> _WHAT YOU NEED TO DO_:
A: In the text on the Democratic Centre Party nominee selection, on what date did the party announce its winner?
B: Transcribe the stretch of the Democratic Centre nominee text from "On December 15, 2025, the" through "substantial media coverage.".

> _EXTRACT TO READ_:

######

Selection of the Democratic Centre Party nominee

On December 15, 2025, the Democratic Centre party announced Paloma Valencia as the winner after she obtained the majority of votes in the electoral college. The selection process involved a survey conducted through a first and second poll that defined the chances of the three candidates. Delegates from the Democratic Centre, including senators, representatives, departmental deputies, and members, were responsible for selecting the presidential candidate.

Valencia will test her strength in the 2026 Colombian presidential primaries, along with other candidates from various political factions, where her running mate will be chosen.

== Candidate and Results ==
The main candidates in the Democratic Centre's 2026 presidential primaries either held important elected positions or received substantial media coverage.

######

> _DATA EXTRACTS_:
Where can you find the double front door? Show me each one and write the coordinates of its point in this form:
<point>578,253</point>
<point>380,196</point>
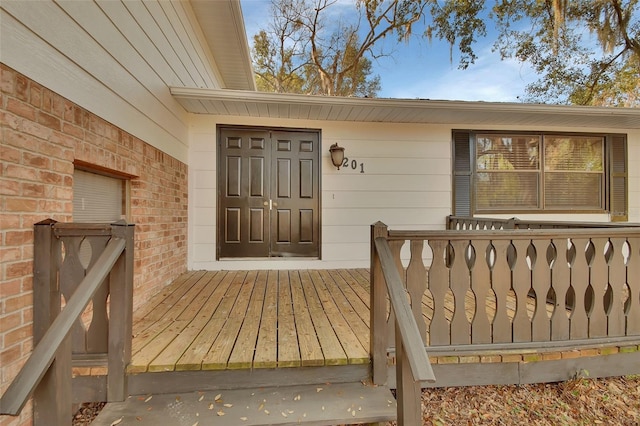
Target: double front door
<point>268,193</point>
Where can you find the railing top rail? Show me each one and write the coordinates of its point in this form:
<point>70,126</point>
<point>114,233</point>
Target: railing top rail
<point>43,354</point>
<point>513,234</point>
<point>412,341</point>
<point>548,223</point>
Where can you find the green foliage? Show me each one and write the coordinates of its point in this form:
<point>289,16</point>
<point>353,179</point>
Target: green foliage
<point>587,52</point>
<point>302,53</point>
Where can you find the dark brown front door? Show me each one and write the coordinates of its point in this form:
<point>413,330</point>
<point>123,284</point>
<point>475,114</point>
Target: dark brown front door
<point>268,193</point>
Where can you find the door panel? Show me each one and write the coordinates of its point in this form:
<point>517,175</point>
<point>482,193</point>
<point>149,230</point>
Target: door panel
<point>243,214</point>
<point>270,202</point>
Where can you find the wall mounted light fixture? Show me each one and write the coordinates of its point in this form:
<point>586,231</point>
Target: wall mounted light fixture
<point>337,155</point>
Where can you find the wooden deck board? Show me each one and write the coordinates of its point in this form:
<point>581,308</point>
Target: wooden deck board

######

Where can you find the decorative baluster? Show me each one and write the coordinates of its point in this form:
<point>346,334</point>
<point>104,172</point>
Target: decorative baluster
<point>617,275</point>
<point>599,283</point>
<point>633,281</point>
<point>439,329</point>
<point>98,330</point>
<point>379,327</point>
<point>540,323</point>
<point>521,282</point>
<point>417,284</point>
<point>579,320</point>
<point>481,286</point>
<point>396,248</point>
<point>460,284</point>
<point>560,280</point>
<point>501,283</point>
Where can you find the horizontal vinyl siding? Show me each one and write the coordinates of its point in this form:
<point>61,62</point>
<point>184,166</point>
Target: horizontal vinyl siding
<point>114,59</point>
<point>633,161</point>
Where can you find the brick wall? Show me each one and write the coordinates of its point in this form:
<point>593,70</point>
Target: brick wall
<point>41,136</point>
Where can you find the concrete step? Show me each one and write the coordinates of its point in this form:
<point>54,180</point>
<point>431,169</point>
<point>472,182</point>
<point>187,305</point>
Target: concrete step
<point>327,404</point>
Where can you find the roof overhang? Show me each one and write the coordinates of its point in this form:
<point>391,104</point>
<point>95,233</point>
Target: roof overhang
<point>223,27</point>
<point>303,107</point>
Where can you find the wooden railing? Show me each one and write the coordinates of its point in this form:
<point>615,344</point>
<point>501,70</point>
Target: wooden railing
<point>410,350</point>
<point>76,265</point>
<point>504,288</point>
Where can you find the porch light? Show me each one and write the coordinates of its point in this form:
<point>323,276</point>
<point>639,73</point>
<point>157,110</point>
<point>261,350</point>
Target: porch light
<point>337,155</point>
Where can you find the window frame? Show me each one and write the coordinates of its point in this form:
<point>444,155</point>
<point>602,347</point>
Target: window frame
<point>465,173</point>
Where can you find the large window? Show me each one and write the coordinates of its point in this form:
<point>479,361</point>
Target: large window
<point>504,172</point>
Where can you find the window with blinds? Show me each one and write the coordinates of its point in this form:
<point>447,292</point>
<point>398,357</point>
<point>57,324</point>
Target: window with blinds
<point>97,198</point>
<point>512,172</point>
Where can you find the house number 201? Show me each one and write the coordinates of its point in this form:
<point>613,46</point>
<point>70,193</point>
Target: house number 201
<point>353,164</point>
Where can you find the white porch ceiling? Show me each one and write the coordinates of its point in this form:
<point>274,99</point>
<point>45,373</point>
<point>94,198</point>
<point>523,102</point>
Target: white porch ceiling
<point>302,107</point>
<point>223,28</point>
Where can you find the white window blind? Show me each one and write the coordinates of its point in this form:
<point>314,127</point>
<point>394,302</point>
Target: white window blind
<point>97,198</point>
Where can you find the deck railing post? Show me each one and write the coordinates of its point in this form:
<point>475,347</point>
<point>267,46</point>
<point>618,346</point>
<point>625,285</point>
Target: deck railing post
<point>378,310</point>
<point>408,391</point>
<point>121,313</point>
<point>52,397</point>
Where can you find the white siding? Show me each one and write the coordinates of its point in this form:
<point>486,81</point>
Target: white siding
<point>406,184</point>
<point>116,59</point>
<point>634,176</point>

######

> _SOLUTIONS PER TASK_:
A: December 15, 2025.

B:
On December 15, 2025, the Democratic Centre party announced Paloma Valencia as the winner after she obtained the majority of votes in the electoral college. The selection process involved a survey conducted through a first and second poll that defined the chances of the three candidates. Delegates from the Democratic Centre, including senators, representatives, departmental deputies, and members, were responsible for selecting the presidential candidate.

Valencia will test her strength in the 2026 Colombian presidential primaries, along with other candidates from various political factions, where her running mate will be chosen.

== Candidate and Results ==
The main candidates in the Democratic Centre's 2026 presidential primaries either held important elected positions or received substantial media coverage.